> _Requirements_: Which lines in the items below contain the string "dining", with case counting? Pick out those lines and copy each one.

> _Material for this exercise_:
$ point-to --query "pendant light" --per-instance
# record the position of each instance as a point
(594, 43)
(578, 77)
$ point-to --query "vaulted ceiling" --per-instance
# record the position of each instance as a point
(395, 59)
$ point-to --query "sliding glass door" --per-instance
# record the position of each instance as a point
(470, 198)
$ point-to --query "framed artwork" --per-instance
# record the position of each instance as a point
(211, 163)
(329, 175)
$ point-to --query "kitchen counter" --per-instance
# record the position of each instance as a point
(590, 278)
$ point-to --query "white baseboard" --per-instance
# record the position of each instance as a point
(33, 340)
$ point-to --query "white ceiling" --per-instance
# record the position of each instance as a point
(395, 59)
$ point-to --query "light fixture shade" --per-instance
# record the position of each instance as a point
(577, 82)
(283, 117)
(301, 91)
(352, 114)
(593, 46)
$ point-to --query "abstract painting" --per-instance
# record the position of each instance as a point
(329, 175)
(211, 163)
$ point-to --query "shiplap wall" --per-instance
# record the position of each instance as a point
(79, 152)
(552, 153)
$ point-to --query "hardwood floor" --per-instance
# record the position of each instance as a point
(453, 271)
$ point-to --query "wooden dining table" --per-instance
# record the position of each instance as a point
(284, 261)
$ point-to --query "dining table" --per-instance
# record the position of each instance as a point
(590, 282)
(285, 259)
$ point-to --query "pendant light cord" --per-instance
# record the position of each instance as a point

> _Response_:
$ point-to --query "wooden dining table" --per-instance
$ point-to --query "dining table" --per-instance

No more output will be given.